(Excerpted passage)
** start **

York Town News
A walk to remember
By Virginia L. Woodwell
Slabs that once supported a chimney in an overgrown cellar hole are all that remain of The Mount, a Junkins family home now deep in the woods south of Mt. Agamenticus. In its prime, The Mount commanded sweeping views to the south. Ron Nowell, in the foreground, led 11 people there on Saturday, Aug. 19, on a walk sponsored by York's Historic District Commission.
Photo by Virginia L. Woodwell
The first walk, held on July 29, explored abandoned cellar holes and other evidence of human habitation along a wooded trail just to the east of Mt. Agamenticus.
Last Saturday's walk did the same thing for the region southwest of Mt. Agamenticus, starting at a spot a little more than three miles distant from the mountain and moving toward it.
Participants met at 1 p.m. at Kingsbury Lane, just off Route 91, and proceeded north along a broad woods trail that had once been a road. Now deeply gullied in spots, it ran uphill for most of the one-and-one-half miles covered by the walk (the trail ends, ultimately, on the mountain), crossed two bridged streams and passed, in that section of it, three cellar holes, an open well and two small, private, cemeteries.
Participants learned that the cellar holes were the last remnants of homes belonging to families named Knight, Gowen and Junkins, and the Knight and Junkins names in the cemeteries, on such markers as bore inscriptions, documented some of that history.

** end **

(Provided material)
** start **

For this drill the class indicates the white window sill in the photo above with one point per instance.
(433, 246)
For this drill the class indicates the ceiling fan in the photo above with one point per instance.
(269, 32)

** end **

(What the exercise asks)
Using the article about the York walk, explain what in the two small cemeteries helped document the history of the families whose homes left the cellar holes.

(Response to this task)
The markers that bore inscriptions showed the Knight and Junkins names. These were two of the families whose homes the cellar holes once belonged to.